PROBLEM: Tally how many lines in the rows below contain the string "jacket". Reply with the number alone.

RECORD EXCERPTS:
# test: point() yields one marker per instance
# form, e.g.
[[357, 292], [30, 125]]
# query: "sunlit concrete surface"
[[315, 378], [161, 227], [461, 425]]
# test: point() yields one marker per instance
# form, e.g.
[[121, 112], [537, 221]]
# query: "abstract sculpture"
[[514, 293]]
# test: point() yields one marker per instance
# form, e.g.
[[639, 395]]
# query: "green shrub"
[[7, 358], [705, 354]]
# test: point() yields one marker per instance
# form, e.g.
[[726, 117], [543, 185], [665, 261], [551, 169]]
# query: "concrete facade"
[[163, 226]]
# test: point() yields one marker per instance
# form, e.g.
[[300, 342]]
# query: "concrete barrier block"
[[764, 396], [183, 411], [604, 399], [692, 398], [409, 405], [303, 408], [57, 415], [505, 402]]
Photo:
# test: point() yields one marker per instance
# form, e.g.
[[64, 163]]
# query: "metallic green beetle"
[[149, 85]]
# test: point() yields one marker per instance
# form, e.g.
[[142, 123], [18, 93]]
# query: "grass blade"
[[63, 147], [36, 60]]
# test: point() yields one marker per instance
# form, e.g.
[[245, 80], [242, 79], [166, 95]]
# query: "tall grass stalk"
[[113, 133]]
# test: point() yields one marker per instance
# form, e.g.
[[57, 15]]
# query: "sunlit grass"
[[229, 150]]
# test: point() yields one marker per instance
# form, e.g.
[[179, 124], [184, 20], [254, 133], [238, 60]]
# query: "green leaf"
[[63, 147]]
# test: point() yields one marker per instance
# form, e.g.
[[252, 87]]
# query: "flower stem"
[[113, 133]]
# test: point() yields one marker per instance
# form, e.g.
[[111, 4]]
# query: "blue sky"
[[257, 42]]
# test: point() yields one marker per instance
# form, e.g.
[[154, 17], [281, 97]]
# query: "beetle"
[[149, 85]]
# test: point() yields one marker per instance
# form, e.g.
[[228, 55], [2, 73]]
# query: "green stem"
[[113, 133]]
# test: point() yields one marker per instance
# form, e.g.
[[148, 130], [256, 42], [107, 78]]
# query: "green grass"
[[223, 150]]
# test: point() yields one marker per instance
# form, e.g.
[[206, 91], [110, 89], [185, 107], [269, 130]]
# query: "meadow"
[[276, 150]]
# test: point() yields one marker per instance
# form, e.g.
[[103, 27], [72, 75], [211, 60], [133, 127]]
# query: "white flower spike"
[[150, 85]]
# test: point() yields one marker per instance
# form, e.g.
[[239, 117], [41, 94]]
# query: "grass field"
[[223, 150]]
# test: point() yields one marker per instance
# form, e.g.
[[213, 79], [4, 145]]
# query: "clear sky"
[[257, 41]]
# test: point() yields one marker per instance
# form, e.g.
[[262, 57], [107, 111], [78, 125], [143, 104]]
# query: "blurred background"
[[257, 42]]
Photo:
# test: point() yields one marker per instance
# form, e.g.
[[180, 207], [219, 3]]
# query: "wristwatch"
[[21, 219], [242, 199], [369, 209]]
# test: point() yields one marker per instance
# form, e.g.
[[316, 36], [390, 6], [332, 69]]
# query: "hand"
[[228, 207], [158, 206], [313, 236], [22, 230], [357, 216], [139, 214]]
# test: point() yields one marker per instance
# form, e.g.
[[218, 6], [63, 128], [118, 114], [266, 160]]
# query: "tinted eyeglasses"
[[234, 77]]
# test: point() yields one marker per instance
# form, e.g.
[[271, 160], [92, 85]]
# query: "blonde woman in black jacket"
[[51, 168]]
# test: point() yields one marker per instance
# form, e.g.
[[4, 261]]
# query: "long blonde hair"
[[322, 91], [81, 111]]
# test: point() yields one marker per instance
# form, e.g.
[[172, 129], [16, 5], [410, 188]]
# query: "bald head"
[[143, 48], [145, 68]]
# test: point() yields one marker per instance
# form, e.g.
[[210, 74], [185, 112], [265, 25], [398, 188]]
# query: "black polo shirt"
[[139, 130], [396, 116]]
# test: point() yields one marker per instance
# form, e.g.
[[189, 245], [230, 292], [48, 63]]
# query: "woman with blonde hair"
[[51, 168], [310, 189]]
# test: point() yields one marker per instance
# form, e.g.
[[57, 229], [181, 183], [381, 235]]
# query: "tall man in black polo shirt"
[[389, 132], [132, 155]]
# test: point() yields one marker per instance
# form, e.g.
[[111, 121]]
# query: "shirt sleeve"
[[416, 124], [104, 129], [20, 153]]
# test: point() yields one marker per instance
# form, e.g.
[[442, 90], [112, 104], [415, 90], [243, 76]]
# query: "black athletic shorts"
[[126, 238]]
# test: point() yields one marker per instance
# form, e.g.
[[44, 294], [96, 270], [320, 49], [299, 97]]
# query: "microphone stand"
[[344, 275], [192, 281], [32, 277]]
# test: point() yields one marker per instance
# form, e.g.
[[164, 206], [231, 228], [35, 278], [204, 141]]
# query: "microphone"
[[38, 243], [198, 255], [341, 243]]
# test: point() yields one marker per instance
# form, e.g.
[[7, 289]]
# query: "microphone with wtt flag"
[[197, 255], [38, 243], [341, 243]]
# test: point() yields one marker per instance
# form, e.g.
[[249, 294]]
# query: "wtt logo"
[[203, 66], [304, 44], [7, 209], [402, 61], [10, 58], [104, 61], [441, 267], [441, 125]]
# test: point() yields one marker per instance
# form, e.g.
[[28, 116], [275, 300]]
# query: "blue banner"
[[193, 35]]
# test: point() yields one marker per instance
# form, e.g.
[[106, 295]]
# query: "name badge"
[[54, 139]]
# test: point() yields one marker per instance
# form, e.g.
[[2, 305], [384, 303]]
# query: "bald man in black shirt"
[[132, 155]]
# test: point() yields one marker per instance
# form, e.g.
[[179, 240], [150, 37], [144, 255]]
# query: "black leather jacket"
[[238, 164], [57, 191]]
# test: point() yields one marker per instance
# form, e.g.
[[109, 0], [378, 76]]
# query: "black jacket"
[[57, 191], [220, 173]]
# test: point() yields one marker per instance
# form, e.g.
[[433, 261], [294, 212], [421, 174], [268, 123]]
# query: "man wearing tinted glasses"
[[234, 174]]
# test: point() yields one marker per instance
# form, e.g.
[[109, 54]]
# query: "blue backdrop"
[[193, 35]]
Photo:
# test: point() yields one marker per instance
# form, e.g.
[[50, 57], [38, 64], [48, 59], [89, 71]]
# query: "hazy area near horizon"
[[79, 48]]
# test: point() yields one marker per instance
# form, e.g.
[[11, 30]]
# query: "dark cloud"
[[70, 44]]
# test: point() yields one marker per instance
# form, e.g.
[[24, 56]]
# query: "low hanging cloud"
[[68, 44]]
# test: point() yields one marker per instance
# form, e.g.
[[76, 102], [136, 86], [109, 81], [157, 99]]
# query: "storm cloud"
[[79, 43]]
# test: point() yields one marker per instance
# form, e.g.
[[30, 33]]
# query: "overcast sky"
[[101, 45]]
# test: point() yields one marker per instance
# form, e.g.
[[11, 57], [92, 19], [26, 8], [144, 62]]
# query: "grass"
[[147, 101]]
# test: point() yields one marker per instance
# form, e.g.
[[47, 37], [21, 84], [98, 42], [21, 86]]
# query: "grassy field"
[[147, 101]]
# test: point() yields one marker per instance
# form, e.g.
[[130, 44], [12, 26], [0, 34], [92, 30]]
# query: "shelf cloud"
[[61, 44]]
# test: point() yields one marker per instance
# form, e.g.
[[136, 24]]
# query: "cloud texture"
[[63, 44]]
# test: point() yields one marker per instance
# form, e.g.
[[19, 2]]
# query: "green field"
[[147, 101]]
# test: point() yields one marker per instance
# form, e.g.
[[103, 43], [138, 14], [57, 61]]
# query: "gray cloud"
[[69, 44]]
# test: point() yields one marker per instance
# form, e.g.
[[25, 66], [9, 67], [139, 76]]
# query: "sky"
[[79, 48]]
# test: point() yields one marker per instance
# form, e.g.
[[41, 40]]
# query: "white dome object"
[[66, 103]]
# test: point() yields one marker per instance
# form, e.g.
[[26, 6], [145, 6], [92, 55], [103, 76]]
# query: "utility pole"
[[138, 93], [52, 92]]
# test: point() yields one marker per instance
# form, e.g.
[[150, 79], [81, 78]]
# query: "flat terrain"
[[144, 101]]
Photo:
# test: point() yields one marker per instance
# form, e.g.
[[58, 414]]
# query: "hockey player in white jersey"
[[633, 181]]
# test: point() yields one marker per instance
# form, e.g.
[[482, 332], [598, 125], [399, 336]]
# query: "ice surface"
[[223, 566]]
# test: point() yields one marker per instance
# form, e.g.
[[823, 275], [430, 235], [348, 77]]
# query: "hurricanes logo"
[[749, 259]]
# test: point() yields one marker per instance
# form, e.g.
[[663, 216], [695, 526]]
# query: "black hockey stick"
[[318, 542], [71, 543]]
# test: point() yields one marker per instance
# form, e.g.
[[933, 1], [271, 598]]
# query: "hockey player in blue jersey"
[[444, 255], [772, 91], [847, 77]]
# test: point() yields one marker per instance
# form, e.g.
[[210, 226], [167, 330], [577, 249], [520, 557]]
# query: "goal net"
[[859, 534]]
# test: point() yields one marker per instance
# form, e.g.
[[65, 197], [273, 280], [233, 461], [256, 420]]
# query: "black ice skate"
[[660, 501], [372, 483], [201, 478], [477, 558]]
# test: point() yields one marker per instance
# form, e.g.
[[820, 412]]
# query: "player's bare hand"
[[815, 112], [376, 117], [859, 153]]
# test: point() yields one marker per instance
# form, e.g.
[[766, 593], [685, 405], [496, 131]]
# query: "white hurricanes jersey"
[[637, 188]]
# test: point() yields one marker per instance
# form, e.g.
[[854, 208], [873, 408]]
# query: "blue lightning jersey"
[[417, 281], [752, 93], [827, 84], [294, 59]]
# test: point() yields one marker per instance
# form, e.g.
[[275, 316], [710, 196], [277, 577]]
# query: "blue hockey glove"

WRITTEN SOLUTION: 3